Instructions to follow: Transcribe the rows word for word, starting at the line that contains "it: point(1100, 200)." and ending at the final line of the rows.

------------------------------------

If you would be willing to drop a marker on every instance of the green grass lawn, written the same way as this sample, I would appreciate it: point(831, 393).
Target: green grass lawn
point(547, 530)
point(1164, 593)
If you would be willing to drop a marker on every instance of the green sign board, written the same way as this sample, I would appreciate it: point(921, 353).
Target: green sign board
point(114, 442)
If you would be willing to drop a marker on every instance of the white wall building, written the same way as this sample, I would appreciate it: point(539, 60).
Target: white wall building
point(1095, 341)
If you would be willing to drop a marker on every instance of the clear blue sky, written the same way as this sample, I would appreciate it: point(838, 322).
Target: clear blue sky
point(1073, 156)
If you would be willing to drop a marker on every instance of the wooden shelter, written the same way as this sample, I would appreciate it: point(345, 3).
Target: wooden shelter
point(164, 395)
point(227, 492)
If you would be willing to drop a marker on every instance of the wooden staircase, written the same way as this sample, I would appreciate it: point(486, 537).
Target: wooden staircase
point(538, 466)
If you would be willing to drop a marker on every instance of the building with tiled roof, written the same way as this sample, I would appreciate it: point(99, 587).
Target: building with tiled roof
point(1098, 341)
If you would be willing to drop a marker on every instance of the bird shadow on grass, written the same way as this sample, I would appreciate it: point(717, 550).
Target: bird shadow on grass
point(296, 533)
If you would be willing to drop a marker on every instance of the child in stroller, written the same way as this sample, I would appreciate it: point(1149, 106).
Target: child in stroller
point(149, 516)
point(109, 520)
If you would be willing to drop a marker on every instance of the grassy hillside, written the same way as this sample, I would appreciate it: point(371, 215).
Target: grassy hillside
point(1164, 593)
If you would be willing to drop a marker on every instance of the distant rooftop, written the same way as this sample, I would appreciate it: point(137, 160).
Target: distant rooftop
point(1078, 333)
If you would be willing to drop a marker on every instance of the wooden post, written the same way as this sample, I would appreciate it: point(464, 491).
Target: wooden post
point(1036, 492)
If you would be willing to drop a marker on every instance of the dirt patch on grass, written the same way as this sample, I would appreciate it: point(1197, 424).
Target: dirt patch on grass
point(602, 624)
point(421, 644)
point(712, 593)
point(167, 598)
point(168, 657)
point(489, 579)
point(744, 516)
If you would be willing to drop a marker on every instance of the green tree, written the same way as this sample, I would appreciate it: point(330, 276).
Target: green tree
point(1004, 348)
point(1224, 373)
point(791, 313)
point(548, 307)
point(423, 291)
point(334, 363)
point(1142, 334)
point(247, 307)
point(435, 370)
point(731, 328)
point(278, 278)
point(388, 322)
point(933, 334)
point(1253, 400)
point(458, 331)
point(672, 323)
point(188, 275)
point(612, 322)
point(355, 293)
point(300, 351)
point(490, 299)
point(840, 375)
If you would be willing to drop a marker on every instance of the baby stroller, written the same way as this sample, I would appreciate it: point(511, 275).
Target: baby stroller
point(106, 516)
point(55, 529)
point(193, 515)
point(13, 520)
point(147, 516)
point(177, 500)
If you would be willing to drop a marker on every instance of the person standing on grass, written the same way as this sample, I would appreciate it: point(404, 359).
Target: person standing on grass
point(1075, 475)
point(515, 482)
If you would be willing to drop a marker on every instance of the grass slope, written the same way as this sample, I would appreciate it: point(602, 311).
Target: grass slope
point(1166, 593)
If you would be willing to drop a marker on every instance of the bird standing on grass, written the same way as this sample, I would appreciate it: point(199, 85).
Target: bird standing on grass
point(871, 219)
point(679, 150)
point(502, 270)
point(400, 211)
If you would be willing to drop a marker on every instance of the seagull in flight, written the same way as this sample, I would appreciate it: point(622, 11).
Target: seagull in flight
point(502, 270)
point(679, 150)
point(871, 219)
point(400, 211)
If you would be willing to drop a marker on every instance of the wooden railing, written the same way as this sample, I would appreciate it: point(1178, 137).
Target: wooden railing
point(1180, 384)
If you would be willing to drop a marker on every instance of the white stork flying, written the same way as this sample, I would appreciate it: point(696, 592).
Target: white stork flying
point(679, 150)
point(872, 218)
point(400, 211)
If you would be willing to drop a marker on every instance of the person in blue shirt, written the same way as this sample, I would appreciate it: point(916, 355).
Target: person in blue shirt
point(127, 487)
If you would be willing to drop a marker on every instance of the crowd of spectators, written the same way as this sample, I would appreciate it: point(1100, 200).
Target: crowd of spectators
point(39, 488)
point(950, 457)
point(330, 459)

------------------------------------

Full solution:
If you would be willing to drop a marker on every instance of the crowd of spectators, written the same way as this sample, I would appreciate it: point(1100, 200).
Target: crowd of spectators
point(39, 488)
point(950, 457)
point(330, 459)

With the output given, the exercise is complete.